Task statement: Copy every line of the records that includes the word "flower".

Exercise data:
* * *

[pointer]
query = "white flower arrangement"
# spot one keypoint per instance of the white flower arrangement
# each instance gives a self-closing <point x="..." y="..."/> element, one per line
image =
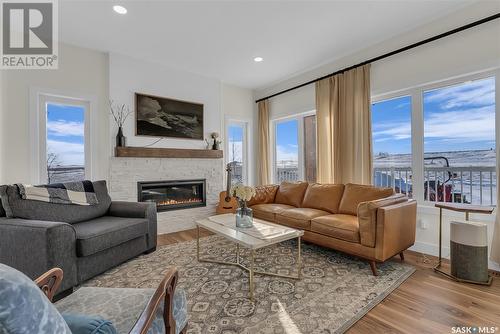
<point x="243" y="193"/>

* * *

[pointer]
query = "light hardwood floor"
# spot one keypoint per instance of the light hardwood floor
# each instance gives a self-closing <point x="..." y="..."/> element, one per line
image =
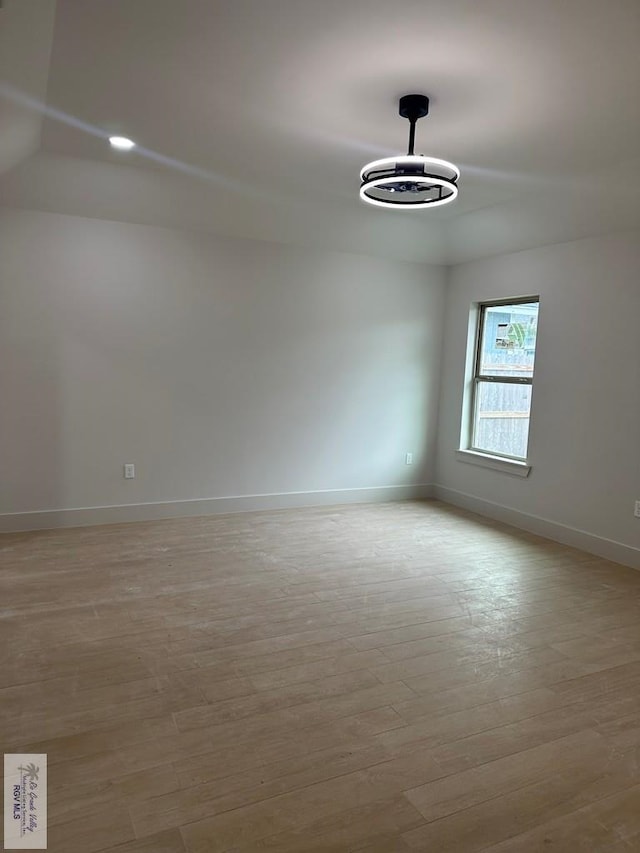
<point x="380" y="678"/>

* * *

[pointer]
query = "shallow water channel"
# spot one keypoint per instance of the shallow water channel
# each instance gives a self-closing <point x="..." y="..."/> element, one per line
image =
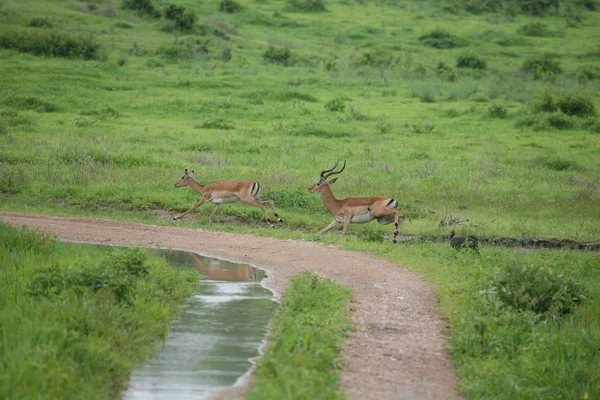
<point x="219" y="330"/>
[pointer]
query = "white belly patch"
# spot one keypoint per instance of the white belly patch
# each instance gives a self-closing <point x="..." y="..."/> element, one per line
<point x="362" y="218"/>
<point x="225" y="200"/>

* * *

Response area:
query = "white flower arrangement"
# spot one keypoint per instance of the white flower arrangement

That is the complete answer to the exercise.